>> BEGIN Excerpted text

America's best legal traditions will "put Jihad on trial."  Writing in the New York Times last year, Council on Foreign Relations counterterrorism expert Steven Simon pushed back on the idea that civilian trials would act as a soapbox for Al Qaeda: "Historically, the public exposure of state-sponsored mass murder or terrorism through a transparent judicial process has strengthened the forces of good and undercut the extremists. The Nuremberg trials were a classic case. And nothing more effectively alerted the world to the danger of genocide than Israel's prosecution in 1961 of Adolf Eichmann, the bureaucrat who engineered the Holocaust." [Steven Simon, 11/18/09]

Conservatives supporting military commissions do so for narrow political reasons. Conservatives may prefer military commissions, but by doing so they are supporting a less effective means for bringing terrorists to justice.  As Ken Gude writes, "military commissions have never handled a single case of murder or attempted murder and have doled out shockingly short sentences to terrorists... since their formation in November 2001, military commissions have only had one trial, negotiated one plea bargain, and convicted one defendant after he boycotted the proceedings," while sustaining multiple Supreme Court challenges.  The American Prospect's Adam Serwer suggests an explanation of why conservatives like Lindsey Graham wish to try the 9/11 terrorists in military commissions: "Graham, a former JAG lawyer, is the Senate's expert on military law. He helped craft the revised military commissions, so he has to know that the prior commissions were ineffective, and that the new ones still might not be constitutional. Republicans have an interest in not revisiting the torture of terror suspects in open court, so preventing a civilian trial for KSM, depending on whether or not the commissions pass constitutional muster, could mean simply putting off any kind of trial indefinitely." [American Prospect, 1/29/10. Ken Gude, 1/20/10]

Trying terrorists using our time-tested criminal justice traditions is a vital facet of a broader progressive counterterrorism strategy.  Bringing terrorist to justice in civilian courts is just one element of progressives' comprehensive strategy for defeating extremists.  This strategy rests on striking at terrorists where they plot, building regional partnerships to prevent extremism from spreading, bringing terrorists to justice in order to deter would-be perpetrators while reinforcing our values, and refusing to fall into the trap of overreaction that al Qaeda seeks to instill.  This is the best comprehensive approach for keeping America safe from terrorism.

>> END Excerpted text
>> BEGIN Raw data

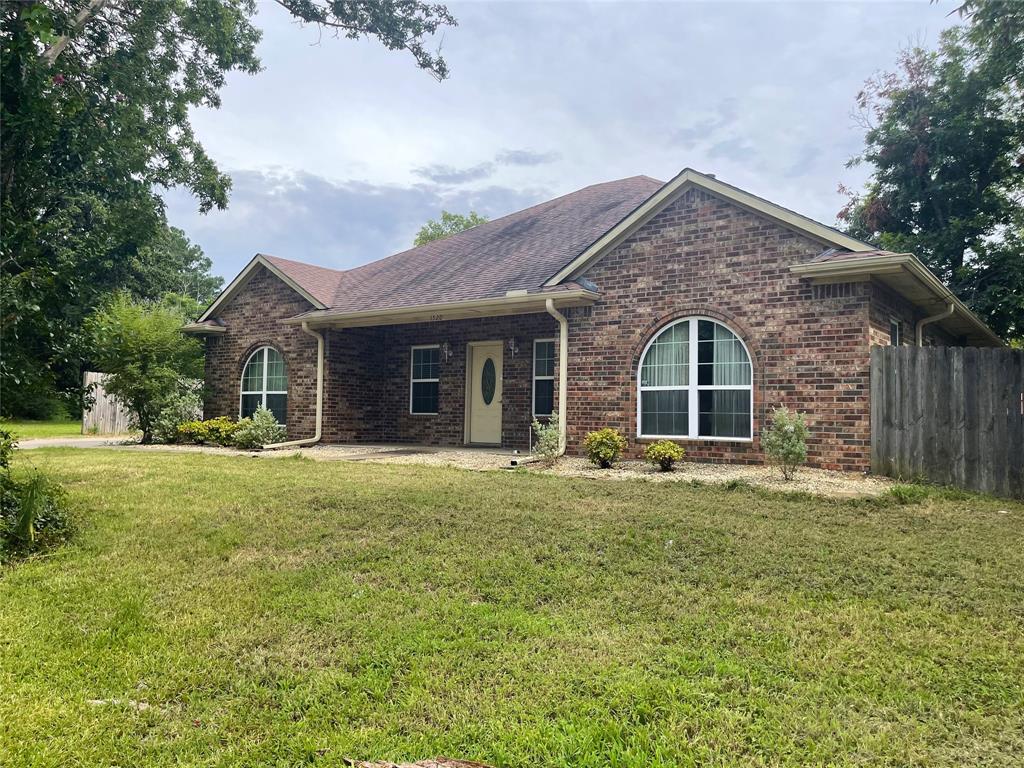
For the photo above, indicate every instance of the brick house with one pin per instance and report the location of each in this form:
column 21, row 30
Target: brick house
column 685, row 309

>> END Raw data

## Tasks for this exercise:
a) In the excerpt on trying terrorists, how many trials had military commissions held since their formation in November 2001?
b) Using the excerpt on trying terrorists, explain why Adam Serwer suggests Republicans want to prevent a civilian trial for KSM.

## Outputs by task:
a) One trial.

b) Serwer says Republicans have an interest in not revisiting the torture of terror suspects in open court. Depending on whether the commissions pass constitutional muster, blocking a civilian trial could mean putting off any trial indefinitely.